▸ TRECHO DO TEXTO
__________
No Brasil de hoje não se pode louvar um mérito específico e limitado
sem que imediatamente a plateia idiota transforme isso numa adesão
completa e incondicional. Neste país, as pessoas, mesmo com algo que
chamam de "formação universitária", só sabem louvar ou condenar em
bloco, perderam totalmente o senso das comparações, das proporções e das
nuances. Isso é efeito de 30 anos de deseducação.
Os méritos dos governos militares no campo econômico, administrativo e
das obras públicas são óbvios e, comparativamente, bem superiores a
tudo o que veio depois. Ao mesmo tempo, esses governos destruíram a
classe política, infantilizaram os eleitores e, por timidez caipira de
entrar na guerra ideológica ostensiva, preferiram matar comunistas no
porão (embora em doses incomparavelmente menores do que os próprios
comunistas matavam em Cuba ou no Camboja) em vez de mover uma campanha
de esclarecimento popular sobre os horrores do comunismo. Tudo isso foi
uma miséria.
Foi o que eu sempre disse, mas, hoje em dia, se você reconhece uma
pontinha de mérito em alguém, já o transformam em devoto partidário
dele. Não distinguem nem mesmo entre aplaudir um governo enquanto ele
está no poder e tentar avaliá-lo com algum senso de objetividade
histórica depois de extinto, mesmo se você, como foi o meu caso, o
combateu enquanto durou. O fanatismo idiota tornou-se obrigatório. É
disso que o meu livro fala.
O sr. é bastante crítico ao movimento gay. Não acredita que ele foi o responsável por conquistas importantes?
No começo, quando lutava apenas contra a discriminação e a violência
anti-homossexual, esse movimento parecia bom e necessário. Mas isso foi
só a fachada, a camuflagem do que viria depois: um projeto de dominação
total que proíbe críticas e não descansará enquanto não banir a religião
da face da Terra ou criar em lugar dela uma pseudorreligião biônica,
dócil às suas exigências.
O que o sr. pensa sobre o projeto da cura gay?
Ninguém pede ajuda a um psicólogo para livrar-se de uma conduta
indesejada se é capaz de controlá-la pessoalmente ou se não quer
abandoná-la de maneira alguma. Quando alguém vai a uma terapia com o
propósito de livrar-se do homossexualismo, é porque não o vivencia como
uma tendência natural da sua pessoa, e sim como uma compulsão neurótica
que o escraviza.
É bem diferente de alguém que é homossexual porque quer, ou de alguém
que deixou de ser homossexual porque quis e teve forças para isso.
Proibir o tratamento de uma compulsão é torná-la obrigatória, é fazer de
um sintoma neurótico um valor protegido pelo Estado. É uma ideia criada
por psicopatas e aplaudida por histéricos.
__________
▸ INFORMAÇÕES EXTRAÍDAS
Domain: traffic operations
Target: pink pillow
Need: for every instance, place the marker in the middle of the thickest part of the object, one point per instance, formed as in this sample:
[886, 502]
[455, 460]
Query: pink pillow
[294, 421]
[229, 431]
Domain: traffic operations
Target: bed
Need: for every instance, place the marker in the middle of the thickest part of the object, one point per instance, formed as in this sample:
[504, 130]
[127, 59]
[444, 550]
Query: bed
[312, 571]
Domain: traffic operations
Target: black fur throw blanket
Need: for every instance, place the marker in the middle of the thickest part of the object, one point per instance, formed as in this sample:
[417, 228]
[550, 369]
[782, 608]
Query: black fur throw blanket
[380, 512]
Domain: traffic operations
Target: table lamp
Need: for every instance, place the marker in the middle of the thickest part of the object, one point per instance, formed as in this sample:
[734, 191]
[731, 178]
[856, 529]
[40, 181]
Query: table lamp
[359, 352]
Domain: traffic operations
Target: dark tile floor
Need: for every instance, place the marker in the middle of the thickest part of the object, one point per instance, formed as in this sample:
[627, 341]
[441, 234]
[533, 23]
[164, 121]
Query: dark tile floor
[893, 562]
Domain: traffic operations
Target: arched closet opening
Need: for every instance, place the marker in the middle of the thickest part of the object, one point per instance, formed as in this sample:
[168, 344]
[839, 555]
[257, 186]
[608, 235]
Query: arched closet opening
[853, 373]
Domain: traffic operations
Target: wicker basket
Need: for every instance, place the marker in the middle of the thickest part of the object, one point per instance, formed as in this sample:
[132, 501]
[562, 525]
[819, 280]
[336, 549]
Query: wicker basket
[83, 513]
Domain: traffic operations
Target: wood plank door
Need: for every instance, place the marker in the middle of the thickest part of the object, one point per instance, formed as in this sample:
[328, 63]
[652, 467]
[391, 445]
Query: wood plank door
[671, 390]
__________
▸ OBJETIVO DA TAREFA
Resuma o trecho do texto em três frases. As linhas não têm relação com o trecho do texto.

▸ RESPOSTA À TAREFA
O texto afirma que, no Brasil, as pessoas só sabem louvar ou condenar em bloco e transformam o reconhecimento de um mérito limitado em adesão completa, o que atribui a 30 anos de deseducação. Reconhece méritos econômicos, administrativos e de obras públicas aos governos militares, mas diz que eles destruíram a classe política, infantilizaram os eleitores e preferiram matar comunistas no porão a esclarecer a população sobre os horrores do comunismo. Sobre o movimento gay, diz que só no começo parecia bom e necessário, e sustenta que proibir o tratamento de quem vive o homossexualismo como compulsão neurótica é tornar essa compulsão obrigatória.